+++ TASK MATERIAL +++

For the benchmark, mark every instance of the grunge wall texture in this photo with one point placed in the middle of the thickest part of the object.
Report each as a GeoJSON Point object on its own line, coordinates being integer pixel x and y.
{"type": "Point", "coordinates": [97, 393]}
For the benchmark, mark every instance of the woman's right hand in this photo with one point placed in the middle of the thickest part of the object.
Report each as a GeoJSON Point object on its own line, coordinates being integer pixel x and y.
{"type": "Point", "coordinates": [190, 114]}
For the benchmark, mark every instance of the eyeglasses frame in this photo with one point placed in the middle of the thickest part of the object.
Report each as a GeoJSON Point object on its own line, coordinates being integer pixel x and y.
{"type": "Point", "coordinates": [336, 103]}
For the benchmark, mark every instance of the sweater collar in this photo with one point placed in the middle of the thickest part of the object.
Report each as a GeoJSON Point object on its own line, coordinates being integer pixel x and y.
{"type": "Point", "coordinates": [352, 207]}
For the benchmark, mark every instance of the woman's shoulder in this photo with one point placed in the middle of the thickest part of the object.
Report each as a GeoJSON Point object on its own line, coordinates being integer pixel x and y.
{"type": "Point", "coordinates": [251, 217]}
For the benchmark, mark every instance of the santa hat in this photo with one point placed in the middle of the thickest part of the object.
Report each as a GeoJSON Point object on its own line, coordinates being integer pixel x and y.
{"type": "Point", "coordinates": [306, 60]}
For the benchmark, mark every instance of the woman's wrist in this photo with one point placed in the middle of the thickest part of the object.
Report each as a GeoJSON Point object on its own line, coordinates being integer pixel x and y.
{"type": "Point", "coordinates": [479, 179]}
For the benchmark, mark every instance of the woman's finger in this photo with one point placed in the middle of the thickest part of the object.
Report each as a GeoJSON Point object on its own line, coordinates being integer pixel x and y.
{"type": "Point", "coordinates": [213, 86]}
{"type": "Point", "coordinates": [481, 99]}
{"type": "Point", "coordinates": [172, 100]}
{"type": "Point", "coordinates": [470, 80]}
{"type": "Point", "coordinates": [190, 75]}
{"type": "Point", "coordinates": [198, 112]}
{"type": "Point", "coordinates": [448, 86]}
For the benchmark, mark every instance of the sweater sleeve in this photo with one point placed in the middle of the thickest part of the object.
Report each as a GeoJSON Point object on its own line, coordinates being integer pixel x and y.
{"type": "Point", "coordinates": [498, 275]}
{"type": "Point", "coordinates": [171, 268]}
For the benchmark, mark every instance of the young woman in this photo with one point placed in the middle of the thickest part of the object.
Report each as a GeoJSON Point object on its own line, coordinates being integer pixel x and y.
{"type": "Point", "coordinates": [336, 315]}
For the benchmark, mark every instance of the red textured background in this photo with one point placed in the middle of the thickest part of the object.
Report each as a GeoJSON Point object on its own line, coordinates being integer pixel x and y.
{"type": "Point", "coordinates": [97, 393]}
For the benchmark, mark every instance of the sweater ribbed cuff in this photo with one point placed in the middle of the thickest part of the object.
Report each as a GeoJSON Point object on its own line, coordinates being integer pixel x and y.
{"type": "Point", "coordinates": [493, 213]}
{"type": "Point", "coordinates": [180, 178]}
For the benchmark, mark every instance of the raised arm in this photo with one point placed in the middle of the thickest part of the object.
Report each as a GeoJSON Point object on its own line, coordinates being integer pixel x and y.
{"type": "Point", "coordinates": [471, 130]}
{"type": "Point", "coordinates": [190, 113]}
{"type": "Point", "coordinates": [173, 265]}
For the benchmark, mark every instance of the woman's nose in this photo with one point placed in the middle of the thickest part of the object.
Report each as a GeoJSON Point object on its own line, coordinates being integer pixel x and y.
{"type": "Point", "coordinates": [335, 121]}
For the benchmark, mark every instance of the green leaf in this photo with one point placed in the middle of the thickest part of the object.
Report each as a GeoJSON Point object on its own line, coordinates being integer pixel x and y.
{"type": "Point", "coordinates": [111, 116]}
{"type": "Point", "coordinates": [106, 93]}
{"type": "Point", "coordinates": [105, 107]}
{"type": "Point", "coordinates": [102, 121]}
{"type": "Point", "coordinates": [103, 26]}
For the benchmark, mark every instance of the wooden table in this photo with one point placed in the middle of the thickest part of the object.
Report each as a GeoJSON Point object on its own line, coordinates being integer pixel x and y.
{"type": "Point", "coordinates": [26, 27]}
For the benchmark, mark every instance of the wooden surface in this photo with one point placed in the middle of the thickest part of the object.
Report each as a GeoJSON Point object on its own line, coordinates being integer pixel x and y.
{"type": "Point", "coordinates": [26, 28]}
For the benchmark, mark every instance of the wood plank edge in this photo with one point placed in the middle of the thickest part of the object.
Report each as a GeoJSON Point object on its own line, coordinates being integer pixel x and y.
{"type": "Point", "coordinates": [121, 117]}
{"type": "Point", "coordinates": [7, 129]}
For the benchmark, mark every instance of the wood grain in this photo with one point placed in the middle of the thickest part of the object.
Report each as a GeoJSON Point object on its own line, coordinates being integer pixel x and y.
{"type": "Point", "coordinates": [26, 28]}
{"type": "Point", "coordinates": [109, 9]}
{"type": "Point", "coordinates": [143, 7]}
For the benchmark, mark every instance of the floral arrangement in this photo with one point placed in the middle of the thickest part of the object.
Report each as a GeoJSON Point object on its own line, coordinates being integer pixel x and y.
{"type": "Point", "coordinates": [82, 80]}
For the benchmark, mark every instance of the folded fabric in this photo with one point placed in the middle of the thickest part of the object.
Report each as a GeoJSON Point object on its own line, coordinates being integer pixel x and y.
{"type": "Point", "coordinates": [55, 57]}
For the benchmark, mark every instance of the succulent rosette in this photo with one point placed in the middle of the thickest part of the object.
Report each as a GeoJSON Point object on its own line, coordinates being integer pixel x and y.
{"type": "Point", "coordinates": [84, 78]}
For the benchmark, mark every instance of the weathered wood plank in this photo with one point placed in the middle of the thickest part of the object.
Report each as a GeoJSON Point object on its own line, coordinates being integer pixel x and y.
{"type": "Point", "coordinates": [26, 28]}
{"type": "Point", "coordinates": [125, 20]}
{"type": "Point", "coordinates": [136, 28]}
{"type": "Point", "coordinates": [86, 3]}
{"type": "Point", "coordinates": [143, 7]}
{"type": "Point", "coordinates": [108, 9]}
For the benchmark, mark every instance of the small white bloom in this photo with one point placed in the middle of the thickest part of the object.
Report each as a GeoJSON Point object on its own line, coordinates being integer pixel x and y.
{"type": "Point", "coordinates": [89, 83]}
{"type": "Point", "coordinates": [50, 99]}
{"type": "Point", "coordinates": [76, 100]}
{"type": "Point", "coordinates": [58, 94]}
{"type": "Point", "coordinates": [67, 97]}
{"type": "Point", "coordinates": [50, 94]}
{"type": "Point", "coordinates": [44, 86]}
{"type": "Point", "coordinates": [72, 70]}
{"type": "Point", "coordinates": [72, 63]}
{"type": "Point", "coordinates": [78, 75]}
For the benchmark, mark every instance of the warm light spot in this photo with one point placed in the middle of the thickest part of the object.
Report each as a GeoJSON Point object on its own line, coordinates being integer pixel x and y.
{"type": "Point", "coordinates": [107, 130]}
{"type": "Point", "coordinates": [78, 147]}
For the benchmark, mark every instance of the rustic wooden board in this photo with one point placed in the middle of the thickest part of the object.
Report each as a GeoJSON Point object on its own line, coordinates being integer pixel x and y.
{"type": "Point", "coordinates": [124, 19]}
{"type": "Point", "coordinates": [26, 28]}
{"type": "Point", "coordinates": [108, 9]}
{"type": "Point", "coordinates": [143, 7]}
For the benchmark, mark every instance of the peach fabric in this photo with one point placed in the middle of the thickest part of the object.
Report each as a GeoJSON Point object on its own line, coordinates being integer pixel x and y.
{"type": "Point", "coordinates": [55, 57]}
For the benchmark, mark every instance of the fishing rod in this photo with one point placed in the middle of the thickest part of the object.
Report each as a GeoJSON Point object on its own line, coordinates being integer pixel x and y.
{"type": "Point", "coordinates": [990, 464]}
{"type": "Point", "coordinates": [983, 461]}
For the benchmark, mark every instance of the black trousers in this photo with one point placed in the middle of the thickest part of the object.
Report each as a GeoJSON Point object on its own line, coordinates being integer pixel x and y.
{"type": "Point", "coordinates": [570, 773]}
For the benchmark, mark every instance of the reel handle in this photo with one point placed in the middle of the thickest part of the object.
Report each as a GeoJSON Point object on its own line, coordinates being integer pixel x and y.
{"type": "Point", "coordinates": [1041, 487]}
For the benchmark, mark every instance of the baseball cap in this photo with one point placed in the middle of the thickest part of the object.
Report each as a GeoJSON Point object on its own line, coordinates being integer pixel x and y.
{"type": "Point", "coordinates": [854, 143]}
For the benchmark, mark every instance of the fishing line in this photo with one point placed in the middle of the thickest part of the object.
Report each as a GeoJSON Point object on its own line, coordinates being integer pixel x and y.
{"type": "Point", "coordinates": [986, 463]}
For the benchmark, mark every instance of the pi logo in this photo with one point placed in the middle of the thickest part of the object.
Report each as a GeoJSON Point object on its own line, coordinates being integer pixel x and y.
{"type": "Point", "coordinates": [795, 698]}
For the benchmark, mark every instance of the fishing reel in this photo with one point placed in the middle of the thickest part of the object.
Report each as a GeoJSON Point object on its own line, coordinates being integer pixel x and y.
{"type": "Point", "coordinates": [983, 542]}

+++

### TASK STATEMENT
Find the line containing "For the benchmark, mark every instance of the reel". Reproduce it exactly, along with every line after it through the last.

### THE OUTPUT
For the benchmark, mark every instance of the reel handle in this photo with one point placed in the middle of the thickest part of the object.
Report each as a GeoJSON Point object on its own line, coordinates being integer pixel x and y.
{"type": "Point", "coordinates": [1041, 487]}
For the benchmark, mark every instance of the baseball cap in this photo with one point placed in the middle of the thickest part of the object.
Report each as a GeoJSON Point object on its own line, coordinates being integer pixel x and y.
{"type": "Point", "coordinates": [854, 143]}
For the benchmark, mark every instance of the fishing line in this photo with one point placed in the middle of the thickest part of the object.
Report each as a GeoJSON Point object on its own line, coordinates being integer pixel x and y.
{"type": "Point", "coordinates": [986, 463]}
For the benchmark, mark every instance of the pi logo in this photo with one point placed in the middle of the thickest part of the object.
Report each as a GeoJSON Point object on its own line, coordinates being integer pixel x and y.
{"type": "Point", "coordinates": [795, 698]}
For the benchmark, mark every instance of the fishing reel in this photo with one point placed in the middle of the thickest part of the object.
Report each as a GeoJSON Point object on its own line, coordinates being integer pixel x and y.
{"type": "Point", "coordinates": [983, 542]}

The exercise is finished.